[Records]
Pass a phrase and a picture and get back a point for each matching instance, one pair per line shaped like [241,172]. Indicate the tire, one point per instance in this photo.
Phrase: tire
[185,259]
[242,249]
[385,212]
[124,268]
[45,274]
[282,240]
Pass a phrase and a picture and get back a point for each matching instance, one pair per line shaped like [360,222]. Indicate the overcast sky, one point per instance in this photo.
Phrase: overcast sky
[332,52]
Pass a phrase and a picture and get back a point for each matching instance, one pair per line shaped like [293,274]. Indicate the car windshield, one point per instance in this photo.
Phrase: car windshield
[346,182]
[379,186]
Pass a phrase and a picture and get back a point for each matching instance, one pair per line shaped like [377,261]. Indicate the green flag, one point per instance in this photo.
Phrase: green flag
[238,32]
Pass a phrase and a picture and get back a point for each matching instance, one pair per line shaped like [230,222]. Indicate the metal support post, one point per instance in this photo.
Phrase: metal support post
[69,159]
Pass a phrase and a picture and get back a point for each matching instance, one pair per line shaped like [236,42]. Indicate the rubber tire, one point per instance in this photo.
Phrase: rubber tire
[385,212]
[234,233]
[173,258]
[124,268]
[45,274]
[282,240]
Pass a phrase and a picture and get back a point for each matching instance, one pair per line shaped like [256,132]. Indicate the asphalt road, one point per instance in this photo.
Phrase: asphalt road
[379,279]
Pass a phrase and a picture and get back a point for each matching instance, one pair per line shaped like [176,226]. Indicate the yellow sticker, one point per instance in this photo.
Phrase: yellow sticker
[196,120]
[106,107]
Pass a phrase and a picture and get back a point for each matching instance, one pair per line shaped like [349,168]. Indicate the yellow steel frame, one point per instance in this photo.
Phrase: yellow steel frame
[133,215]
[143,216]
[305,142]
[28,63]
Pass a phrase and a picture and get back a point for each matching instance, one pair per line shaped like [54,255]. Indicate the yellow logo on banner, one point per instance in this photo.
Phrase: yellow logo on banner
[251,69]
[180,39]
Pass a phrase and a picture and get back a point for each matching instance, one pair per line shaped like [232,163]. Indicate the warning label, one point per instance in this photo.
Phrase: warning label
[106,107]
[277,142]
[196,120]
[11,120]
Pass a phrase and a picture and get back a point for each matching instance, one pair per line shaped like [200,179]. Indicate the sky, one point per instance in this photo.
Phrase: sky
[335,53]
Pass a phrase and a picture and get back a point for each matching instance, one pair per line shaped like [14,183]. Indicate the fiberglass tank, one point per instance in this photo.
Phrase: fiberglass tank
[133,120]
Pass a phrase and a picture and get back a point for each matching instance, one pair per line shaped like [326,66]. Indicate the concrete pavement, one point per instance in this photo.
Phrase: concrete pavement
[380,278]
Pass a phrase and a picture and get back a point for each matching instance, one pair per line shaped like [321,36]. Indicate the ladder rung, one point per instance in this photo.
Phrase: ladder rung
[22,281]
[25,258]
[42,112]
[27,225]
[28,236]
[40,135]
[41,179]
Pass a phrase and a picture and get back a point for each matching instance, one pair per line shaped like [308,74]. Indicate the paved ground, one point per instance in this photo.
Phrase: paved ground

## WHAT IS BEING ASKED
Repeat all of the entries exactly.

## ANSWER TO THIS EXERCISE
Pass a phrase and a picture and get back a point for each matching instance, one pair per line shaped like [241,172]. Indicate the tire, one point per instance in this photo.
Phrase: tire
[185,259]
[242,249]
[385,212]
[124,268]
[45,274]
[282,240]
Pass a phrase and a picture and get back a point for each matching instance, one pair per line shaped like [360,222]. Indicate the overcast sky, one point per instance in this photo.
Phrase: overcast sky
[332,52]
Pass a phrase and a picture and get back a point for each matching instance, one pair per line shaped like [293,274]. Indicate the car windshield, one point per instance in this photo.
Phrase: car windshield
[346,182]
[379,186]
Pass a phrase and a picture and get back a point for each matching instance, one pair per line shaped like [377,261]. Indicate the green flag, one point per instance in this photo.
Phrase: green flag
[238,32]
Pass a phrase and a picture and get back a point for each matching instance, one pair per line shaped like [230,222]. Indicate the metal support post, one point per instance in this photo.
Phrase: metal support post
[69,159]
Pass a phrase and a picture and get back a point for each matching instance, one pair per line shaped like [236,42]. Indicate the rubber tire, one point per instance in this photo.
Phrase: rubber tire
[385,212]
[234,233]
[173,258]
[124,268]
[45,274]
[282,240]
Pass a phrase and a picture and get back a point for each matching instance, one pair per line shaped like [256,132]. Indicate the asphalt road, one point per instance in this photo.
Phrase: asphalt road
[379,279]
Pass a phrase and a picture and get back a point for each matching instance, one pair per line shaped like [176,226]. Indicate the yellow sticker, one point per instance in this photo.
Phrase: yellow sticker
[196,120]
[106,107]
Pass a phrase and a picture and get back a point for each matching instance, one pair per line shaped like [349,168]. Indicate the yellow steel frame, one point per instance in this photo.
Phrase: yellow steel frame
[133,215]
[143,216]
[305,142]
[28,63]
Pass a phrase and a picture and get back a point for each matching instance, one pair per line shaped like [54,255]. Indicate the yellow logo on banner, one point per instance in this photo.
Phrase: yellow logo on banner
[251,69]
[180,39]
Pass a phrase and a picture and get back a point for each matching instance, one pair per line shaped like [232,163]. Indicate the warning label, one point per instance in this photo.
Phrase: warning label
[106,107]
[277,142]
[196,120]
[11,120]
Pass a phrase and a picture and get back a point for each matching instance, one pair per line shaped like [200,179]. Indicate the sky, one point per instance in this photo.
Phrase: sky
[335,53]
Pass a phrase and a picture and get back a point for each matching instance, one pair per line shaped like [14,183]. Indicate the fiberglass tank, one point per instance in this photo.
Phrase: fiberglass tank
[133,120]
Pass a phrase and a picture and get back a point for each matching instance, one pair per line shaped like [326,66]. Indicate the concrete pavement, one point per instance in this photo.
Phrase: concrete pavement
[380,278]
Pass a phrase and a picture and get back a point for each matching instance, one pair per line shaped like [321,36]. Indicate the ladder rung, one point per instance in this photo.
Phrase: ladder rung
[22,281]
[25,258]
[42,112]
[27,225]
[28,236]
[40,135]
[41,179]
Pass a phrase and a picture and get back a point for each matching instance, one pair per line shaped like [308,74]. Indicate the paved ground, one point per instance in this photo.
Phrase: paved ground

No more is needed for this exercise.